- **Exercise directions**: The required output is the line containing "Would you be able to mark the distant tree" followed by every later line through the end of the data, all reproduced exactly.

- **Saved data entries**:
*** Begin section ***

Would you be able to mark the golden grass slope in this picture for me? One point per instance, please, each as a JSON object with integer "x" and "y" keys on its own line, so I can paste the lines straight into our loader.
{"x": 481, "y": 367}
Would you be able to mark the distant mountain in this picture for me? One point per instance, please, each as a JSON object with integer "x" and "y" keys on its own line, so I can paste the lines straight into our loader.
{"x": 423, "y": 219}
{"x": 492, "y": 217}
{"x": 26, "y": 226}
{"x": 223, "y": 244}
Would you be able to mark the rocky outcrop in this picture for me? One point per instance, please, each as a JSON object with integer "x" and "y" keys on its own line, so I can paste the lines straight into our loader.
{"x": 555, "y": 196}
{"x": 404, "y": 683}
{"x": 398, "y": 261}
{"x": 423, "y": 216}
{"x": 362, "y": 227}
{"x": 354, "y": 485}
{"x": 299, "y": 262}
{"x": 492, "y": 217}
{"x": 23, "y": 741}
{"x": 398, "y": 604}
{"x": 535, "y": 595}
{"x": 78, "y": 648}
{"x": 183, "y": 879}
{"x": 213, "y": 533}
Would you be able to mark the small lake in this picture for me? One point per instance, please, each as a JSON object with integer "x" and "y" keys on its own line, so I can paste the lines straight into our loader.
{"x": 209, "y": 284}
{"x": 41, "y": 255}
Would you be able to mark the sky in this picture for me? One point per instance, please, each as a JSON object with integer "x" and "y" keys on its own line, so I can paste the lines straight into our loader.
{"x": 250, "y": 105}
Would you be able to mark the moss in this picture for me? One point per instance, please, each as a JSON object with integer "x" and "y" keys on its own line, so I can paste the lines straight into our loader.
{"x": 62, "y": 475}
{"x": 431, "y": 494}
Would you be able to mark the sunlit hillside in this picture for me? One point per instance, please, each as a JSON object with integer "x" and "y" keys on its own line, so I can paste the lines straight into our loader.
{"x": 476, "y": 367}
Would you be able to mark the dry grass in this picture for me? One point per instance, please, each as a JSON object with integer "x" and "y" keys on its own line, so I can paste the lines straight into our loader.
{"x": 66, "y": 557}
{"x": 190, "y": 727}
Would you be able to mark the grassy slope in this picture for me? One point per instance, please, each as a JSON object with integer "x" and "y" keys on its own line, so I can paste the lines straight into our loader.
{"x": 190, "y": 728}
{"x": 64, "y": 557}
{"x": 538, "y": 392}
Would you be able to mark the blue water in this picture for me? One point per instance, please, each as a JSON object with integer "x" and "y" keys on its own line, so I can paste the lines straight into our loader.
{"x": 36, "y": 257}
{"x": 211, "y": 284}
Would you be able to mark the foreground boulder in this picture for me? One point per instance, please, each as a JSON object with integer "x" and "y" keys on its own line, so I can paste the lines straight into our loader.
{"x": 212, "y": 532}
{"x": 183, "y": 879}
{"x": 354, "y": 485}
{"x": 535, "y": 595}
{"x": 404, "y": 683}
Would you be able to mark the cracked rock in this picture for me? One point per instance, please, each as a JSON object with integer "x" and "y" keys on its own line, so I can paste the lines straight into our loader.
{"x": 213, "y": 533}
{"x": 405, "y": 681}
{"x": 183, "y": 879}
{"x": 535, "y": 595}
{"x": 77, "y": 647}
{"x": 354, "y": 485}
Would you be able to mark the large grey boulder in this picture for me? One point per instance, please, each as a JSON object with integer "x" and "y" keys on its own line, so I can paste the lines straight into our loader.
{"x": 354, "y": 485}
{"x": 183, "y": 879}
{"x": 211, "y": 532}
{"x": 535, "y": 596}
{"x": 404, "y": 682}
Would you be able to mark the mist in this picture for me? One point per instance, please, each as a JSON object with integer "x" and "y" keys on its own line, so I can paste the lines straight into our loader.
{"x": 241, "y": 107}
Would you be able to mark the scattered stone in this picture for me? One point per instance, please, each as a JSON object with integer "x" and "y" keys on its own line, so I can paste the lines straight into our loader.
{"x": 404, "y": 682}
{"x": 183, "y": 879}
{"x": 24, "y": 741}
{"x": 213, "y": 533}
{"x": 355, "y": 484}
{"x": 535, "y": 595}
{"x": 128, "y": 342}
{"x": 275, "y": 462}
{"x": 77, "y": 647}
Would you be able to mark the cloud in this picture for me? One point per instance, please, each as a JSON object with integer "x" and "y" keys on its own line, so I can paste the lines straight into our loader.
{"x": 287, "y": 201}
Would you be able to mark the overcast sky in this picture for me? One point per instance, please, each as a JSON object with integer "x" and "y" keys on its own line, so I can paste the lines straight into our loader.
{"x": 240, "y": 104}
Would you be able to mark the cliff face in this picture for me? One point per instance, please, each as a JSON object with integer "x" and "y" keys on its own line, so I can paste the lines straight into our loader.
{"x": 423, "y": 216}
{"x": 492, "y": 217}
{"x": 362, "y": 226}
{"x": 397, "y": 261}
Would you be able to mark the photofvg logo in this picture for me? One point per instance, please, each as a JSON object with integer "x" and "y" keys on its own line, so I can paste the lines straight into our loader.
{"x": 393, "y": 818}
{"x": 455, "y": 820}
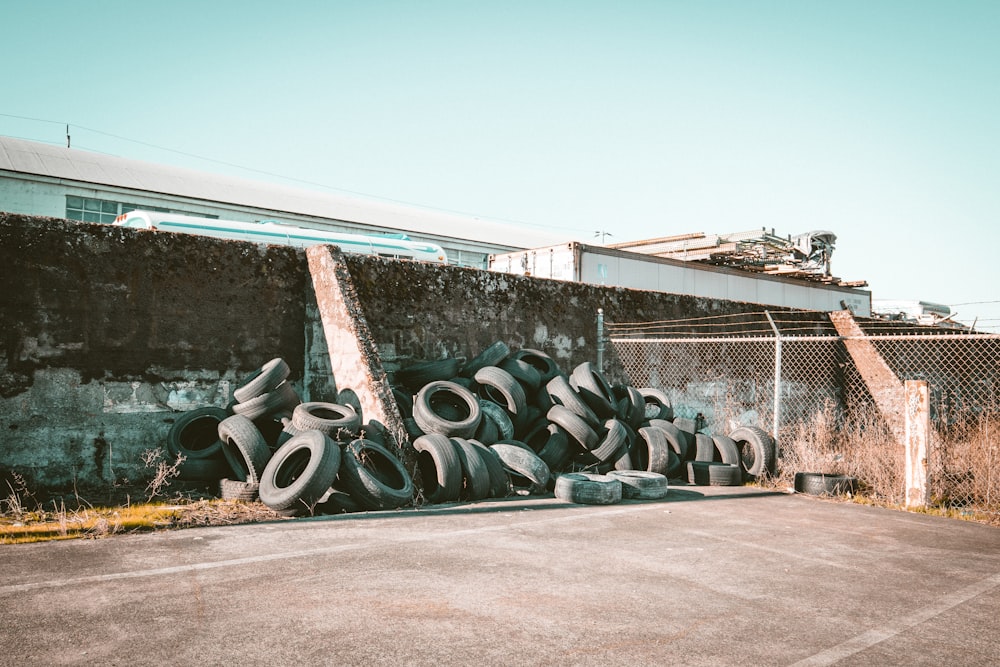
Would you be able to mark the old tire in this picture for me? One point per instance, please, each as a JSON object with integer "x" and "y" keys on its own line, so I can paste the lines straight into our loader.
{"x": 234, "y": 489}
{"x": 676, "y": 438}
{"x": 195, "y": 434}
{"x": 574, "y": 425}
{"x": 300, "y": 472}
{"x": 524, "y": 467}
{"x": 562, "y": 393}
{"x": 652, "y": 452}
{"x": 499, "y": 480}
{"x": 244, "y": 448}
{"x": 821, "y": 484}
{"x": 588, "y": 489}
{"x": 594, "y": 390}
{"x": 448, "y": 409}
{"x": 540, "y": 361}
{"x": 755, "y": 450}
{"x": 263, "y": 380}
{"x": 499, "y": 417}
{"x": 338, "y": 422}
{"x": 373, "y": 476}
{"x": 712, "y": 473}
{"x": 499, "y": 386}
{"x": 476, "y": 483}
{"x": 439, "y": 468}
{"x": 641, "y": 484}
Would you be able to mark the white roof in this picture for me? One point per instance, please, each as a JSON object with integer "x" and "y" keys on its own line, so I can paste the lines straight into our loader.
{"x": 31, "y": 157}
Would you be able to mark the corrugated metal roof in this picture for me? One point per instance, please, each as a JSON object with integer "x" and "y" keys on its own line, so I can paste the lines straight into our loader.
{"x": 31, "y": 157}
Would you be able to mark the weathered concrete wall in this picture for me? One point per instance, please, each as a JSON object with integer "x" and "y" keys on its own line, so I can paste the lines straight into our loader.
{"x": 109, "y": 334}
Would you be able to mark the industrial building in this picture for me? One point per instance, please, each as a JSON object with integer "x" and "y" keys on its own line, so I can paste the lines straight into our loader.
{"x": 42, "y": 179}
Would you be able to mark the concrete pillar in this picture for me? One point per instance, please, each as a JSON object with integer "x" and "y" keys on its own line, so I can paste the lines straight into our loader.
{"x": 918, "y": 426}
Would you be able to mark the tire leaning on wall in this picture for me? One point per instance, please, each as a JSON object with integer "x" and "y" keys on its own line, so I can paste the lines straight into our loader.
{"x": 300, "y": 472}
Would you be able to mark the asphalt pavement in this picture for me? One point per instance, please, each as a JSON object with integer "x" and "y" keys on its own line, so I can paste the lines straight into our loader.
{"x": 707, "y": 576}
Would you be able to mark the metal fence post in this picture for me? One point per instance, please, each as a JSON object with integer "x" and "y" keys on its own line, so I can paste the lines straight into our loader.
{"x": 777, "y": 379}
{"x": 600, "y": 339}
{"x": 917, "y": 430}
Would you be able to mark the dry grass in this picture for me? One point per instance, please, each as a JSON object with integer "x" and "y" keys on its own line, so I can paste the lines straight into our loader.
{"x": 964, "y": 460}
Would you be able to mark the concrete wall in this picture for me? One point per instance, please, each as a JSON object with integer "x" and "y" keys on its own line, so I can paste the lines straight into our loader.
{"x": 109, "y": 334}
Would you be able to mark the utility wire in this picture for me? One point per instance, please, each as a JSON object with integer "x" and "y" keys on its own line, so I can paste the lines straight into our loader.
{"x": 282, "y": 176}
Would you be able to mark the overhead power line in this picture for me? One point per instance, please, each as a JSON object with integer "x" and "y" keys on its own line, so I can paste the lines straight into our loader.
{"x": 281, "y": 176}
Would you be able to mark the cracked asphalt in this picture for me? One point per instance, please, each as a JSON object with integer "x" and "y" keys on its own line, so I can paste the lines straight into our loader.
{"x": 707, "y": 576}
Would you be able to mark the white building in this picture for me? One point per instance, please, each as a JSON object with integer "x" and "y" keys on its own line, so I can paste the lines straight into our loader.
{"x": 41, "y": 179}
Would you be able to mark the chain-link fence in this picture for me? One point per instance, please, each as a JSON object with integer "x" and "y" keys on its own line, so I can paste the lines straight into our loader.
{"x": 797, "y": 376}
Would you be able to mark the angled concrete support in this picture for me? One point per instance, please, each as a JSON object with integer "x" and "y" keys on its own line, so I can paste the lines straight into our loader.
{"x": 882, "y": 383}
{"x": 918, "y": 427}
{"x": 354, "y": 357}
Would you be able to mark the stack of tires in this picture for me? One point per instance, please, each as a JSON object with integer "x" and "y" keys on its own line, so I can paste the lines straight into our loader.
{"x": 297, "y": 458}
{"x": 541, "y": 422}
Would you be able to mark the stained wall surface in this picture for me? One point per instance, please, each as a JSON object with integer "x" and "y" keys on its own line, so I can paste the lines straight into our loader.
{"x": 109, "y": 334}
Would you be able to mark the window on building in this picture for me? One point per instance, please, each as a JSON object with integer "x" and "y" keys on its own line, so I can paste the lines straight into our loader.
{"x": 87, "y": 209}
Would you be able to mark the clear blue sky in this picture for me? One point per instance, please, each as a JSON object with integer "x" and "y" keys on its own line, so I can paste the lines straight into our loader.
{"x": 877, "y": 120}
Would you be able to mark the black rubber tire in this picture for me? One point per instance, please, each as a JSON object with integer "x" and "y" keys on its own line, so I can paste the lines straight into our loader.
{"x": 821, "y": 484}
{"x": 657, "y": 404}
{"x": 540, "y": 361}
{"x": 263, "y": 380}
{"x": 338, "y": 422}
{"x": 373, "y": 476}
{"x": 523, "y": 464}
{"x": 588, "y": 489}
{"x": 234, "y": 489}
{"x": 195, "y": 434}
{"x": 439, "y": 468}
{"x": 641, "y": 484}
{"x": 300, "y": 472}
{"x": 562, "y": 393}
{"x": 755, "y": 450}
{"x": 414, "y": 377}
{"x": 556, "y": 452}
{"x": 244, "y": 448}
{"x": 202, "y": 470}
{"x": 280, "y": 400}
{"x": 614, "y": 439}
{"x": 715, "y": 448}
{"x": 500, "y": 418}
{"x": 677, "y": 439}
{"x": 714, "y": 473}
{"x": 726, "y": 449}
{"x": 488, "y": 432}
{"x": 652, "y": 451}
{"x": 491, "y": 356}
{"x": 460, "y": 407}
{"x": 499, "y": 480}
{"x": 499, "y": 386}
{"x": 574, "y": 425}
{"x": 631, "y": 407}
{"x": 475, "y": 477}
{"x": 593, "y": 389}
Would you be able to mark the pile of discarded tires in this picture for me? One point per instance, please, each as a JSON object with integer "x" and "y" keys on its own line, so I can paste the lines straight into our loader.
{"x": 297, "y": 458}
{"x": 501, "y": 423}
{"x": 540, "y": 422}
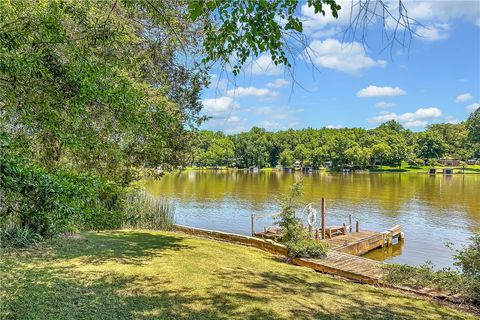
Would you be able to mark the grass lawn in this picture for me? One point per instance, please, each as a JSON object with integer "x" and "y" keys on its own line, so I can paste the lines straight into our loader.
{"x": 161, "y": 275}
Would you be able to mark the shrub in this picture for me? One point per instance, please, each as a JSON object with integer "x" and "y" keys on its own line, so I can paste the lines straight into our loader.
{"x": 306, "y": 248}
{"x": 49, "y": 203}
{"x": 146, "y": 212}
{"x": 298, "y": 241}
{"x": 19, "y": 237}
{"x": 465, "y": 283}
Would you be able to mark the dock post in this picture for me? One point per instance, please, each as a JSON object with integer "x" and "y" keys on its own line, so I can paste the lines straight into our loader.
{"x": 324, "y": 213}
{"x": 253, "y": 224}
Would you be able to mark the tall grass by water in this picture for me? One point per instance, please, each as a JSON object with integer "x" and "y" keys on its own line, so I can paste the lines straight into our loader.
{"x": 142, "y": 211}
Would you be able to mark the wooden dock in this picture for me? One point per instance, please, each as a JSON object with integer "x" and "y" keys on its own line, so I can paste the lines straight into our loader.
{"x": 345, "y": 265}
{"x": 361, "y": 242}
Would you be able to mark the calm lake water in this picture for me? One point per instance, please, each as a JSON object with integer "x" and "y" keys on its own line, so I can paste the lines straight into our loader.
{"x": 431, "y": 209}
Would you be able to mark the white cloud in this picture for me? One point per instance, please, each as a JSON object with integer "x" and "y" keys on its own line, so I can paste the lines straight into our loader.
{"x": 472, "y": 107}
{"x": 233, "y": 119}
{"x": 278, "y": 113}
{"x": 313, "y": 21}
{"x": 278, "y": 83}
{"x": 384, "y": 105}
{"x": 251, "y": 91}
{"x": 263, "y": 65}
{"x": 348, "y": 57}
{"x": 435, "y": 14}
{"x": 434, "y": 32}
{"x": 410, "y": 119}
{"x": 218, "y": 106}
{"x": 464, "y": 97}
{"x": 415, "y": 124}
{"x": 443, "y": 10}
{"x": 374, "y": 91}
{"x": 267, "y": 124}
{"x": 451, "y": 120}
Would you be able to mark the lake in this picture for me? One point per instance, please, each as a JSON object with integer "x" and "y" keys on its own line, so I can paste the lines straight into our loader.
{"x": 431, "y": 209}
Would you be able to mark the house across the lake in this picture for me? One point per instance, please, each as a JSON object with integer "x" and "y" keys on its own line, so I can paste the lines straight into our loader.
{"x": 297, "y": 165}
{"x": 449, "y": 162}
{"x": 328, "y": 164}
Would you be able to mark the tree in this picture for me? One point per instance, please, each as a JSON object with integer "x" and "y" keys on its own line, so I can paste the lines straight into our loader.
{"x": 286, "y": 158}
{"x": 213, "y": 149}
{"x": 319, "y": 156}
{"x": 251, "y": 148}
{"x": 473, "y": 126}
{"x": 430, "y": 145}
{"x": 381, "y": 152}
{"x": 240, "y": 30}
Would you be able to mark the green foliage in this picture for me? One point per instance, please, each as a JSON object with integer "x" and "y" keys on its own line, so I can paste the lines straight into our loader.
{"x": 145, "y": 212}
{"x": 468, "y": 259}
{"x": 430, "y": 145}
{"x": 18, "y": 237}
{"x": 48, "y": 203}
{"x": 464, "y": 283}
{"x": 416, "y": 162}
{"x": 306, "y": 248}
{"x": 251, "y": 148}
{"x": 473, "y": 125}
{"x": 389, "y": 144}
{"x": 298, "y": 241}
{"x": 286, "y": 158}
{"x": 213, "y": 149}
{"x": 242, "y": 28}
{"x": 99, "y": 86}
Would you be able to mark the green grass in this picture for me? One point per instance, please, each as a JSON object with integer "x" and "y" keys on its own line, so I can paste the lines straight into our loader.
{"x": 162, "y": 275}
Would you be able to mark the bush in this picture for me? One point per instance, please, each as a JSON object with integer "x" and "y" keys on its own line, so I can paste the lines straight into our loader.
{"x": 465, "y": 283}
{"x": 298, "y": 240}
{"x": 19, "y": 237}
{"x": 143, "y": 211}
{"x": 49, "y": 203}
{"x": 306, "y": 248}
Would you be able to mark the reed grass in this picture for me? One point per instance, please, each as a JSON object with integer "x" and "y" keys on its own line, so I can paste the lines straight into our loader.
{"x": 142, "y": 211}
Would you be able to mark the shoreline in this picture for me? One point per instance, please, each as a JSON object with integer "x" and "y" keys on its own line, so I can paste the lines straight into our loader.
{"x": 422, "y": 170}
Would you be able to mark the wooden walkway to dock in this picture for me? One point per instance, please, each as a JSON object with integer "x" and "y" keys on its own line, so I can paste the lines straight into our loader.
{"x": 345, "y": 265}
{"x": 342, "y": 259}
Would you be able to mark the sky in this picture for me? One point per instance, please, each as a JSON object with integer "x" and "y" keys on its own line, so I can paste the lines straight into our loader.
{"x": 435, "y": 78}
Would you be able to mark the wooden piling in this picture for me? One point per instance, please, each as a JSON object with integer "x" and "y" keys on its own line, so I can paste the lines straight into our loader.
{"x": 253, "y": 224}
{"x": 324, "y": 213}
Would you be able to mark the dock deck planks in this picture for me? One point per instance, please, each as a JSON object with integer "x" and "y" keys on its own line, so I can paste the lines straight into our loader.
{"x": 343, "y": 258}
{"x": 345, "y": 265}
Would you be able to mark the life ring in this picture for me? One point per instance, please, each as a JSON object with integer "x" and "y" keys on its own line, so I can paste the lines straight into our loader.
{"x": 311, "y": 214}
{"x": 312, "y": 217}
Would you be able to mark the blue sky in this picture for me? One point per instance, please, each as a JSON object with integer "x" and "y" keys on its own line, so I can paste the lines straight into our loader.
{"x": 347, "y": 84}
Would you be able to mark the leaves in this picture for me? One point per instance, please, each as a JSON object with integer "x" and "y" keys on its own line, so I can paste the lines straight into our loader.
{"x": 239, "y": 30}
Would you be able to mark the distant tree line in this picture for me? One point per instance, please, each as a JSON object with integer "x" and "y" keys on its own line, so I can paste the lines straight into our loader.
{"x": 388, "y": 144}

*** End section ***

- **Exercise output**:
Would you be able to mark the distant tree line in this picture for me? One point per instance, please, each as a JSON object with integer "x" and "y" keys on its own line, so I can paste the lines straight into our loader.
{"x": 388, "y": 144}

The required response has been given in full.